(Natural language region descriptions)
·····
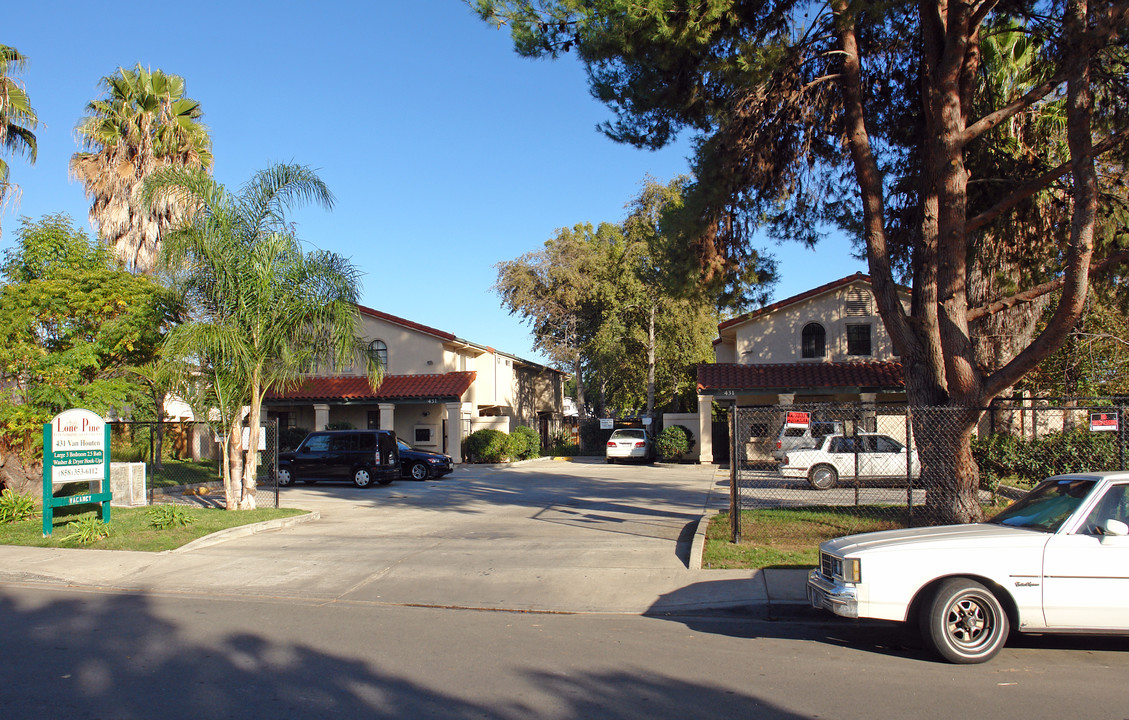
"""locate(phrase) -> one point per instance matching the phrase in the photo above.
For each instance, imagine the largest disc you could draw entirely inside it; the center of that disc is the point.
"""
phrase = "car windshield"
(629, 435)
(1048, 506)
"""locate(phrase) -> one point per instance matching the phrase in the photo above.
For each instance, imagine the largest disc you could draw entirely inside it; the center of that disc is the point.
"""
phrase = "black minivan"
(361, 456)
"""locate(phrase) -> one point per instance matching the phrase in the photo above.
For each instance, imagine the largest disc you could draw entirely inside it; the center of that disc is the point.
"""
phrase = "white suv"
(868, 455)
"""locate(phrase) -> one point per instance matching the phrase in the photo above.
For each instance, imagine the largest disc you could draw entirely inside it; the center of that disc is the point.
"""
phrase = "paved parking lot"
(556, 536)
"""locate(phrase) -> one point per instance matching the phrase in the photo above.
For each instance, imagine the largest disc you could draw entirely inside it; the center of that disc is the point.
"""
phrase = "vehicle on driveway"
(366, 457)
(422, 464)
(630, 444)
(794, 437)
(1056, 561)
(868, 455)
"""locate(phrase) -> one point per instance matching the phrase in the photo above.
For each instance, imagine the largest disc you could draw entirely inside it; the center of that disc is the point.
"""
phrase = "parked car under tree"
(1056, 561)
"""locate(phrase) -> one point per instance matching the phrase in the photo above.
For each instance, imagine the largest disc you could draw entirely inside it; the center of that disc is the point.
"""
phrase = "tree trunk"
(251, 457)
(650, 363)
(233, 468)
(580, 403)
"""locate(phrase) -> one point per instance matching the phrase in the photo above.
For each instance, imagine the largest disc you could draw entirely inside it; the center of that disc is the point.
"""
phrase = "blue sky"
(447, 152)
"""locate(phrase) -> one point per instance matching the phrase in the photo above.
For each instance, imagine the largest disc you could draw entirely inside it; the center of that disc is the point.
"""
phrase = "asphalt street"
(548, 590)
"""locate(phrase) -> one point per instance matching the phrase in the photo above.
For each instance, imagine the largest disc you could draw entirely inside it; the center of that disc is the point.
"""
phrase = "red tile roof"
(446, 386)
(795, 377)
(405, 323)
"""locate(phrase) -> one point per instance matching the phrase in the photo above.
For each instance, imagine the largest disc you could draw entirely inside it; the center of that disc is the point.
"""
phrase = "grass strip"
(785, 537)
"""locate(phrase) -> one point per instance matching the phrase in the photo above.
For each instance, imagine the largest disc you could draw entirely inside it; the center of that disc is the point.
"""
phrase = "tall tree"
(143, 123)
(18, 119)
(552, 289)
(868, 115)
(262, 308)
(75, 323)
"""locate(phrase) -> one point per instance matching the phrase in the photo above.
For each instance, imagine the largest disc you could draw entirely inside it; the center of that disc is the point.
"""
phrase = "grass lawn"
·····
When an image appears in the data, skip it and output the rest exactly.

• [Task answer]:
"""locate(phrase) -> one point per instance matching the phrase in the photo above.
For each instance, imagine the largest disc you could draw entirely inside it; the center of that disc is the point.
"""
phrase = "car windshield"
(629, 435)
(1048, 506)
"""locate(phrase) -> one point per instance matching the phrase in the photo above.
For each instance, imagine the largest disc you could draw entirely inside it; the center of that disc is the point.
"""
phrase = "black minivan"
(361, 456)
"""locate(phrase) -> one point per instance matching the phrase in the photo above.
For each instance, imagine the largest disc you could draw entirely inside it; the center of that disc is the point.
"""
phrase = "white suv"
(868, 455)
"""locate(phrase) -> one point per instance matching the phrase in the photo above.
For each instance, imagine the largest disc you could draw entirely inside it; the center of that disc is the point.
"""
phrase = "paved parking lot"
(556, 536)
"""locate(phrase) -> one point per instance matching the phrase in the photo above.
For each instance, imagine the largest disc you could draw entirely inside it; the center of that disc is the point.
"""
phrase = "vehicle on driveway"
(366, 457)
(422, 464)
(630, 444)
(794, 437)
(1056, 561)
(868, 455)
"""locate(phrase) -> one point per instance matching the phrase in the photo above.
For each instance, imagine the largest disc you could draw entirely inside it; the center of that disc is the point.
"""
phrase = "parked car under tree"
(1056, 561)
"""locate(phrase) -> one point per instance matching the phrase in the photo above.
For each instance, imagine the largest disc you could draw entirely inside it; the center of that disc is the point.
"""
phrase = "tree trunk"
(251, 457)
(650, 363)
(233, 468)
(580, 403)
"""locate(phrase) -> one point per instance matching the phrase in the photo above.
For each instance, imagine the largest disc you could draw entirely inside it; the center of that disc is the point.
"""
phrase = "blue sky"
(447, 152)
"""locate(phrase) -> one point per instance matching the phrase in the photo above.
For each instance, imagine the largest disc you could draw entirely inside it; the center of that disc is the point.
"""
phrase = "asphalt street"
(548, 590)
"""locate(phrase) -> one point per instance matching the phrase in the photo above.
For each instance, imagine the largest disc you could draw entirely inside it; the center of that disc is the point.
"""
phrase = "red tile roof"
(446, 386)
(795, 377)
(405, 323)
"""locate(phrase) -> one point per instance matching the phrase in the photo above.
For each instance, imagine the largest disc you could draw entirely inside it; the center of that disc is the point.
"""
phrase = "grass strip"
(785, 537)
"""locate(phrase) -> one point per instance matching the phrase in the photo above.
For each instance, imagine the largest disc you could draw entirely inside it; the center of that disc is the point.
"""
phrase = "tall tree"
(143, 123)
(18, 119)
(552, 289)
(868, 115)
(262, 308)
(75, 323)
"""locate(phrase) -> one point per instance matching the phrase in the photo above.
For each instance, imagine the largest disc you could draw entirely inside it; the center of that disc is the point.
"""
phrase = "grass lawn"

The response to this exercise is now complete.